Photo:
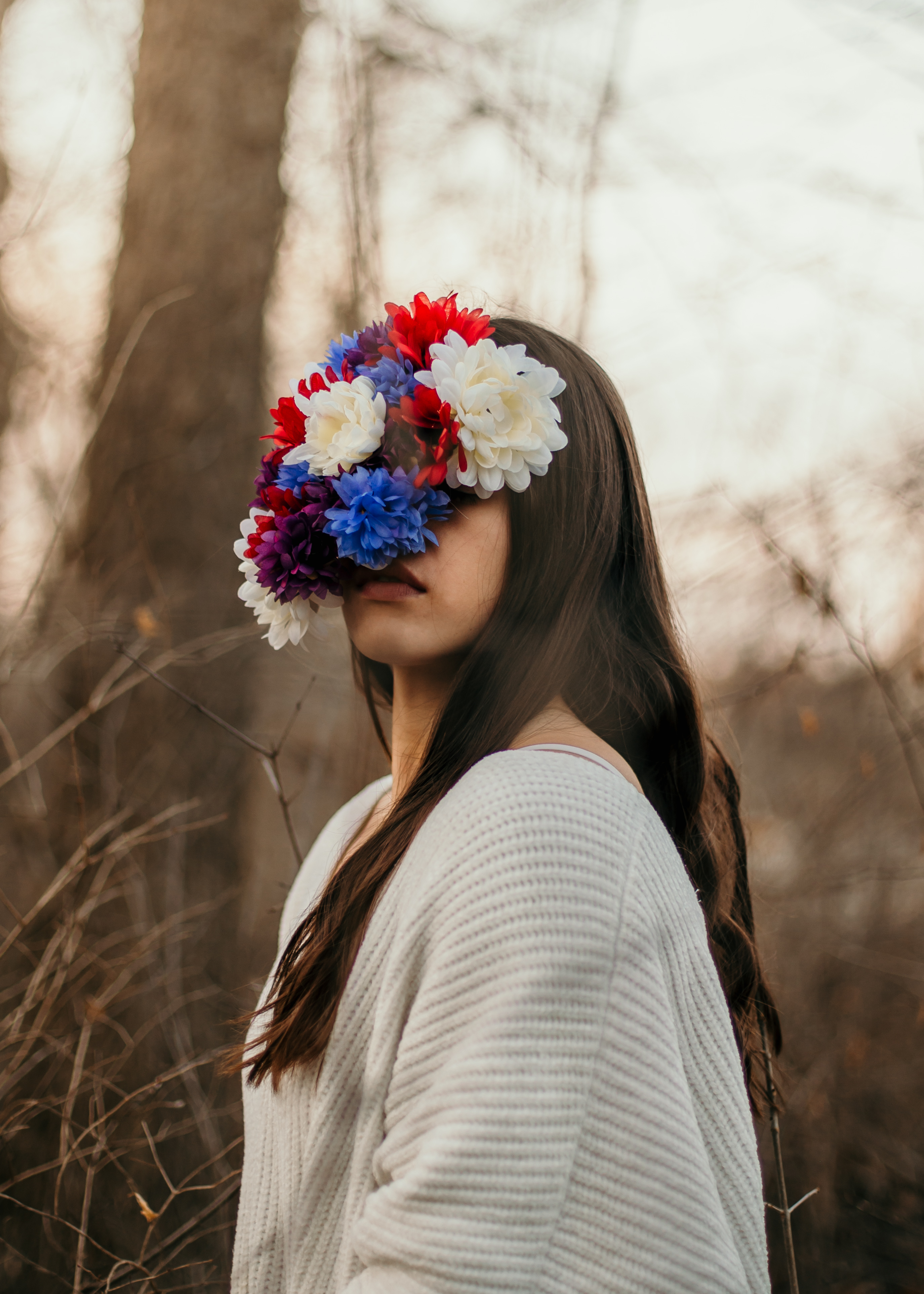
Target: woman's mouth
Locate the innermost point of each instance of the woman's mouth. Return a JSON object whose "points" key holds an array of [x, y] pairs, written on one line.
{"points": [[394, 584]]}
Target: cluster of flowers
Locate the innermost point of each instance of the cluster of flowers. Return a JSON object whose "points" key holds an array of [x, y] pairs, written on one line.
{"points": [[365, 441]]}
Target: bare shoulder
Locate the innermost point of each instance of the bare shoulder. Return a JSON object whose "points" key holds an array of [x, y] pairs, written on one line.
{"points": [[558, 726]]}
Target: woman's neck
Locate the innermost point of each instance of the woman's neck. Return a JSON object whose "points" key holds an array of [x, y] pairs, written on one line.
{"points": [[420, 694], [418, 698]]}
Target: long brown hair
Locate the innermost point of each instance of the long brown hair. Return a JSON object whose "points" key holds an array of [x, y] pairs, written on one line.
{"points": [[586, 604]]}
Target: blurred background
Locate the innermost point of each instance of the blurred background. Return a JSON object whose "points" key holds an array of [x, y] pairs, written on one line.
{"points": [[724, 201]]}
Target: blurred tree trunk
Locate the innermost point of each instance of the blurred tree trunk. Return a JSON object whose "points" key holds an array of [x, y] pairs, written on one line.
{"points": [[11, 334], [167, 478]]}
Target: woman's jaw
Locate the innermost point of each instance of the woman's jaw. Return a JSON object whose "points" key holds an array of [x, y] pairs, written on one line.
{"points": [[429, 607]]}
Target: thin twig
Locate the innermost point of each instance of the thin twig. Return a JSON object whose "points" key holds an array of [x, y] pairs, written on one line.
{"points": [[270, 759], [197, 706], [220, 642], [778, 1160]]}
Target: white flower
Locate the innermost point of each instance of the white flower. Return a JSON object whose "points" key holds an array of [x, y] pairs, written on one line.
{"points": [[344, 426], [289, 621], [503, 402]]}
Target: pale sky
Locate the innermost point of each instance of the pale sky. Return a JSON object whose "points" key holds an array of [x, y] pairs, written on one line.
{"points": [[756, 235]]}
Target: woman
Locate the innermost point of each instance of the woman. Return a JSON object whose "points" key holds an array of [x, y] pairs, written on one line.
{"points": [[510, 1036]]}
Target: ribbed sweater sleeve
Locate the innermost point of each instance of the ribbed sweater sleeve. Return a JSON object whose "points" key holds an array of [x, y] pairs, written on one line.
{"points": [[541, 1129], [532, 1083], [518, 934]]}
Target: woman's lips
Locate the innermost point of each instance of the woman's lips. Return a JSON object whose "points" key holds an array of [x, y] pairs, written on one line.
{"points": [[394, 584]]}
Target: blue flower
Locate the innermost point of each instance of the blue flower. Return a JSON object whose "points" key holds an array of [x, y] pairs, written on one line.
{"points": [[393, 378], [294, 477], [384, 516], [336, 351]]}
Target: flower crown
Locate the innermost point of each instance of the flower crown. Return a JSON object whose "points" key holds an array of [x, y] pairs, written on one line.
{"points": [[362, 446]]}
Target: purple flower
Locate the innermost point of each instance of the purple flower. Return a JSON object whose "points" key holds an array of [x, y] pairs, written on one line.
{"points": [[384, 516], [368, 343], [266, 477], [338, 351], [295, 558]]}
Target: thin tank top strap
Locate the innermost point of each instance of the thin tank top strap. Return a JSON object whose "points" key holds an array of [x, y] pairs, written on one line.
{"points": [[580, 754]]}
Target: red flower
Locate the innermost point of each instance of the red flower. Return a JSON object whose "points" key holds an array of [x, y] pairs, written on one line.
{"points": [[283, 502], [290, 425], [290, 422], [417, 327], [437, 438]]}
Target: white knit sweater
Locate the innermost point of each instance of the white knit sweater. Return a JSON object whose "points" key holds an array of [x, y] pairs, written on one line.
{"points": [[532, 1082]]}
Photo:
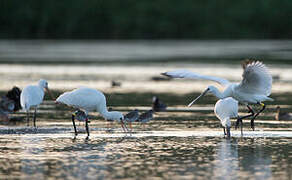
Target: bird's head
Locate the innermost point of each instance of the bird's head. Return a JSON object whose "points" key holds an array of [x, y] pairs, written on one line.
{"points": [[115, 116], [44, 84]]}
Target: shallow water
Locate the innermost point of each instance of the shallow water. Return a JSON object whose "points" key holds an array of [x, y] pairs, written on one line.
{"points": [[179, 144], [182, 143], [152, 156]]}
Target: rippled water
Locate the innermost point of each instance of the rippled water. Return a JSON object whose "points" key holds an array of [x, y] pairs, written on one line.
{"points": [[180, 144], [160, 157], [183, 143]]}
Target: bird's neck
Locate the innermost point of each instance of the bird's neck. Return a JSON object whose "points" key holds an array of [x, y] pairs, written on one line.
{"points": [[218, 94], [106, 114]]}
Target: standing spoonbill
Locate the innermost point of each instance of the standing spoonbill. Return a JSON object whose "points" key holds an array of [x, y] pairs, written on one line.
{"points": [[254, 88], [224, 110], [89, 100], [32, 96], [132, 116]]}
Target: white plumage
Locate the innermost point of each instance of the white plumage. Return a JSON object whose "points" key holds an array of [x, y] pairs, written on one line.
{"points": [[32, 96], [225, 109], [90, 100], [254, 88]]}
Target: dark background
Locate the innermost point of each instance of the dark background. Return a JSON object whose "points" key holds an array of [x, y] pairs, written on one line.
{"points": [[145, 19]]}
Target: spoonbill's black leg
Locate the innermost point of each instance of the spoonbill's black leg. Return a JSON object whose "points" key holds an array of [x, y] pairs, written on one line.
{"points": [[73, 120], [27, 117], [86, 127], [239, 119], [228, 132], [252, 120], [34, 116]]}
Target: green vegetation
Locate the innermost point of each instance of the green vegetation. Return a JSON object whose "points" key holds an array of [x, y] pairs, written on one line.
{"points": [[145, 19]]}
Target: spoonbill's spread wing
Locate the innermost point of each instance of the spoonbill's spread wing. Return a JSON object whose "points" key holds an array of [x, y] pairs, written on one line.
{"points": [[256, 79], [191, 75]]}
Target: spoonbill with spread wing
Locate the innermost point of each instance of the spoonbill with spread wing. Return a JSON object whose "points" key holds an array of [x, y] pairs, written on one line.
{"points": [[88, 99], [224, 110], [254, 88], [32, 96]]}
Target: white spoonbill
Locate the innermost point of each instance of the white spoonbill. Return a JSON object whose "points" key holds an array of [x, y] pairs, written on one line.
{"points": [[224, 110], [32, 96], [89, 100], [254, 88]]}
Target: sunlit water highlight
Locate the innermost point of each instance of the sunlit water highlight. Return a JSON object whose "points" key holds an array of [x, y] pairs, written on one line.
{"points": [[183, 143]]}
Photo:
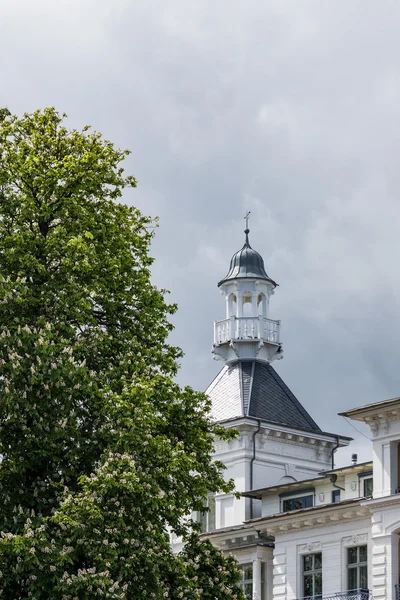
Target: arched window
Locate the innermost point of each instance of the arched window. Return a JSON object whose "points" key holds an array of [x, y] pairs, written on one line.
{"points": [[247, 299], [232, 306], [262, 305]]}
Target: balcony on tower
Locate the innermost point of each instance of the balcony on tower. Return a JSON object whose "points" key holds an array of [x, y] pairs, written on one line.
{"points": [[247, 332], [247, 328]]}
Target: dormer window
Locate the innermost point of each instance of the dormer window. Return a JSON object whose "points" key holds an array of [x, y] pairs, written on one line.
{"points": [[366, 484], [303, 499]]}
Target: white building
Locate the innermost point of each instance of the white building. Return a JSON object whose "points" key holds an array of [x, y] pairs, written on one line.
{"points": [[302, 529]]}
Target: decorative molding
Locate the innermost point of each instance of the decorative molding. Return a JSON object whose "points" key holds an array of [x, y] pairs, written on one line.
{"points": [[309, 548], [356, 539]]}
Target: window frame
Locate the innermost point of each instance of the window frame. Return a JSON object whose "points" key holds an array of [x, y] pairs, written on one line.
{"points": [[246, 581], [362, 479], [207, 518], [357, 566], [296, 496], [313, 572]]}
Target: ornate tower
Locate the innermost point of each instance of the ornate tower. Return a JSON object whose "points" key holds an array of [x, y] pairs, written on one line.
{"points": [[247, 332]]}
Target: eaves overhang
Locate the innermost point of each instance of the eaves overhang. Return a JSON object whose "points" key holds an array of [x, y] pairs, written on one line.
{"points": [[236, 422], [368, 410], [315, 516], [295, 486], [349, 468]]}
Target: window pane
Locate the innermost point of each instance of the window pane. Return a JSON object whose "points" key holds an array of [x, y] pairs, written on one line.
{"points": [[352, 578], [363, 554], [308, 501], [368, 487], [248, 590], [287, 505], [308, 585], [307, 562], [352, 556], [318, 583], [247, 571], [211, 513], [363, 578]]}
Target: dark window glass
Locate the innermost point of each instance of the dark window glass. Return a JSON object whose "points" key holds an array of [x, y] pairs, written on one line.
{"points": [[357, 568], [247, 580], [368, 487], [308, 562], [207, 517], [352, 555], [362, 553], [312, 576], [297, 503]]}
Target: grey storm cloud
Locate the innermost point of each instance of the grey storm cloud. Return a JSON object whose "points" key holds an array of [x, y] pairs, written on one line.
{"points": [[288, 109]]}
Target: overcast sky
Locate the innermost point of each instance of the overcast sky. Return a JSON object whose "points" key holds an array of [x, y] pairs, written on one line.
{"points": [[289, 109]]}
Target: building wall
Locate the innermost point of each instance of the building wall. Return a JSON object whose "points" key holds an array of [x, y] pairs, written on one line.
{"points": [[277, 458], [332, 541]]}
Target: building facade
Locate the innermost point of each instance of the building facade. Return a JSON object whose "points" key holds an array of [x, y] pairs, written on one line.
{"points": [[301, 528]]}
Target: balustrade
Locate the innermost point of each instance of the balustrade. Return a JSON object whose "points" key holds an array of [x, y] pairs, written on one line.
{"points": [[351, 595], [246, 328]]}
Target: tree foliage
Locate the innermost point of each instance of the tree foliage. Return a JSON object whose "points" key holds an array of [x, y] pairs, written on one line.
{"points": [[102, 452]]}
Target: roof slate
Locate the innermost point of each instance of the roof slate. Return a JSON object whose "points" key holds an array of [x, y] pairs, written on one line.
{"points": [[253, 388]]}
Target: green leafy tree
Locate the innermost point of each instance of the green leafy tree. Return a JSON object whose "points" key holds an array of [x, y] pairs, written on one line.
{"points": [[102, 454]]}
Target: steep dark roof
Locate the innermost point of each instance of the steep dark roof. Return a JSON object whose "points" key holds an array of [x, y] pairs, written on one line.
{"points": [[246, 263], [253, 388]]}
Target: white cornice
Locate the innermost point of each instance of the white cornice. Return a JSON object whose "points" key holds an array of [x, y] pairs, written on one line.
{"points": [[311, 518]]}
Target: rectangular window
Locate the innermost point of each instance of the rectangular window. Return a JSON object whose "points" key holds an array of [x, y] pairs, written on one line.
{"points": [[368, 486], [312, 576], [298, 502], [357, 568], [246, 582], [207, 517]]}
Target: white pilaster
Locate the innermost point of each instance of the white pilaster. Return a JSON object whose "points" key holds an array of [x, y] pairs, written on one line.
{"points": [[257, 588]]}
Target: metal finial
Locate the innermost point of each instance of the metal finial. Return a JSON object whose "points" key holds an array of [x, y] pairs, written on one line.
{"points": [[247, 230], [247, 222]]}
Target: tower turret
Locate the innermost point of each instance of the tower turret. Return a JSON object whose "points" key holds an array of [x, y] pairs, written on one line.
{"points": [[247, 332]]}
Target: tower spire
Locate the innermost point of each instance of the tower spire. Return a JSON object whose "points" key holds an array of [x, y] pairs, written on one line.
{"points": [[247, 230], [247, 332]]}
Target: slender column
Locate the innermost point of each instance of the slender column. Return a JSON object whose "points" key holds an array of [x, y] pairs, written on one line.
{"points": [[228, 303], [239, 310], [254, 309], [257, 579]]}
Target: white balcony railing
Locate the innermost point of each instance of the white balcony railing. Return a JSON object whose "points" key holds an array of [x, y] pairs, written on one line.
{"points": [[352, 595], [246, 328]]}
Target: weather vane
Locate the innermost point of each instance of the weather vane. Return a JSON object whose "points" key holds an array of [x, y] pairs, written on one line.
{"points": [[247, 219]]}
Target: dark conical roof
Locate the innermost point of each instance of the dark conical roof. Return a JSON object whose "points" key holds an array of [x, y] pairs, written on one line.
{"points": [[246, 263], [253, 388]]}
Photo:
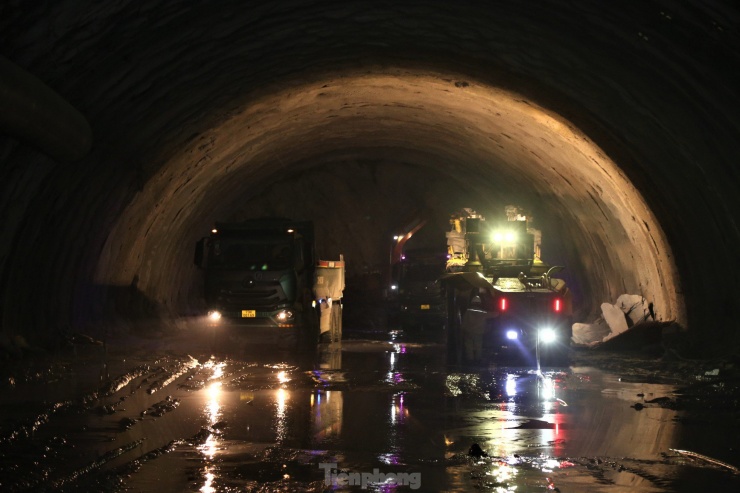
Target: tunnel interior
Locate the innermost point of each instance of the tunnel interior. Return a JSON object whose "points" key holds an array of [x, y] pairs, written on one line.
{"points": [[356, 117]]}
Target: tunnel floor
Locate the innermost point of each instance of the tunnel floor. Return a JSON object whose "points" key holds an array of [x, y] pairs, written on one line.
{"points": [[190, 412]]}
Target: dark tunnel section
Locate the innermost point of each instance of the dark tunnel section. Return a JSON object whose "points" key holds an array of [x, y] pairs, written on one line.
{"points": [[616, 123]]}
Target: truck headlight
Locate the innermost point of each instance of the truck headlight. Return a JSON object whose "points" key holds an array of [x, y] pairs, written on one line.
{"points": [[548, 335]]}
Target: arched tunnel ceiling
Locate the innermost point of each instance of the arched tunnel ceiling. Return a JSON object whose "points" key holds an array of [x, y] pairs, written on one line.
{"points": [[492, 146], [616, 125]]}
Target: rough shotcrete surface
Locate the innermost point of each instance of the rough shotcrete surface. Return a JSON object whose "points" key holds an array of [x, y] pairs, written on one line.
{"points": [[615, 124]]}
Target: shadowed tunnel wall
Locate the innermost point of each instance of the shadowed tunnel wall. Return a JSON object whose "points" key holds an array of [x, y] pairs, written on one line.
{"points": [[615, 125]]}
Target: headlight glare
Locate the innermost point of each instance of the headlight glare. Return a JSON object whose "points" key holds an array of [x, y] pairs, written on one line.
{"points": [[548, 335]]}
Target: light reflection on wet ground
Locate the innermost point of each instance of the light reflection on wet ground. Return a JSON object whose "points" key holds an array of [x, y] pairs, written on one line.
{"points": [[249, 418]]}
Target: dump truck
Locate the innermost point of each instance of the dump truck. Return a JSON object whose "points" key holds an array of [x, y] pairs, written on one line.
{"points": [[259, 273], [518, 306], [421, 301]]}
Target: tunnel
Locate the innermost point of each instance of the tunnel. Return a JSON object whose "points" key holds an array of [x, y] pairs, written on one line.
{"points": [[130, 129]]}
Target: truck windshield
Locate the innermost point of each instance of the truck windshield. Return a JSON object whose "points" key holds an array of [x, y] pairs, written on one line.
{"points": [[238, 253]]}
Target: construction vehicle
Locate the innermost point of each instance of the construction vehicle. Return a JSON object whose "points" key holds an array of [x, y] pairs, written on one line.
{"points": [[521, 308], [259, 273], [421, 299]]}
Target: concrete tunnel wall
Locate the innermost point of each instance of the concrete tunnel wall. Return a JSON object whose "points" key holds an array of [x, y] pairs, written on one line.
{"points": [[616, 125]]}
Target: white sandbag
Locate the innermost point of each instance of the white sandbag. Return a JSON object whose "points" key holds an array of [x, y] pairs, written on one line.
{"points": [[614, 317]]}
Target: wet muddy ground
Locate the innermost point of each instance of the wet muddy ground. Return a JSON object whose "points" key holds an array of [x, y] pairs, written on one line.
{"points": [[382, 411]]}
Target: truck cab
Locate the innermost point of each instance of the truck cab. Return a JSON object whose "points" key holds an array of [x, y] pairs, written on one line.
{"points": [[421, 300]]}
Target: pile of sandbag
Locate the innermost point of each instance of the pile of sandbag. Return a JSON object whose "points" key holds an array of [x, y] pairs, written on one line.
{"points": [[617, 318]]}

****************

Repeat exactly the lines from the one containing "Target: wet muddy ground" through the last line of the records above, both included, and nothing else.

Target: wet muddy ground
Locate the innermost point of each instance of the wet muddy ground. Return a JSON object whose "points" key holds an array of [x, y] pairs, written on one line.
{"points": [[382, 411]]}
Target: truck cab
Locate the innermost point of each instance of the truck cab. Return a JSON object whose "points" key holds an array of [x, y] pairs, written on one line.
{"points": [[421, 300]]}
Target: pile of sandbag
Locate the innermost point of each instance of the pile of sandbag. Return a JSON object whose "points" key holds an array of [x, y] pairs, written on one line.
{"points": [[617, 318]]}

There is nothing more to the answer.